EXTRACT TO READ →
○ ○ ○ ○ ○ ○ ○
The most important was the event that sparked it. The concert was an artistic response to the horrifying homicidal 2017 stabbings on Portland’s Max train. One of the survivors, poet Micah Fletcher, already known around Portland State University as a superlative poet even before he became famous in a way no one wants, performed his original poetry, which also inspired all the compositions on the program, including Nicholas Yandell’s opening Crisis Actor.

Nicholas Yandell and Pyxis Quartet perform at The Old Church in 2018. Photo by Milton Bliss.
Nicholas Yandell and Pyxis Quartet perform at The Old Church in 2018. Photo by Milton Bliss.

Just before the composer intoned Fletcher’s words as part of the performance, the lighting turned blood red. That chilling extra-musical effect (made possible, not incidentally, by contributions to the Old Church that allowed a new lighting system that dramatically enhances the music performed in that essential Oregon arts venue) added a dimension to the performance by evoking the bloody attack that inspired it.

Both poetry and music were commissioned by Pyxis’s parent organization, 45th Parallel Universe. That is: they paid some of Portland’s most accomplished artists to create this artistic response to the terrifying crime against our community — a wholly admirable act of artistic and community vision. They put their money where their morals were. They saw their community attacked — and they responded in the best way artists can, with original creations that directly defied it. Many moments in that concert rose to the occasion, and as a whole, it helped me engage with the still unresolved feelings the killings provoked.
○ ○ ○ ○ ○ ○ ○
EXTRACTED MATERIAL →
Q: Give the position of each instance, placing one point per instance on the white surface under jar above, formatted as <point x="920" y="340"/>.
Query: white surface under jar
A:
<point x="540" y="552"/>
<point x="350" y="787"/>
○ ○ ○ ○ ○ ○ ○
ACTIONS TO TAKE →
1. Rewrite the concert review from "Just before the" to "that inspired it.", substituting "deep crimson" for "blood red".
2. Pick up the concert review after its last sentence and carry it further.
The material has nothing to do with the concert review.

RESPONSES TO THE TASKS →
1.
Just before the composer intoned Fletcher’s words as part of the performance, the lighting turned deep crimson. That chilling extra-musical effect (made possible, not incidentally, by contributions to the Old Church that allowed a new lighting system that dramatically enhances the music performed in that essential Oregon arts venue) added a dimension to the performance by evoking the bloody attack that inspired it.

2.
What made that possible was the vision of 45th Parallel founder Greg Ewer, who conceived the concert, composers Yandell, Kenji Bunch, Bonnie Miksch and Texu Kim, supporters like the invaluable and indefatigable Ronnie Lacroute, ticket buyers, and above all poet Fletcher, who insisted on being more than a victim. These committed community members deserve our deepest gratitude.

That’s not to say it was a perfect concert, whatever that is, just a deeply meaningful one. (Just. We need more of those.) ArtsWatch’s Charles Rose and new music editor Matthew Andrews will fully assess the music in another story. It won’t be easy to separate it from the occasion of its creation. I’m still processing it myself. I heard moments of fierce beauty in each of the four musical compositions, in Fletcher’s searing poetry, and especially in his unforgettable performance of it.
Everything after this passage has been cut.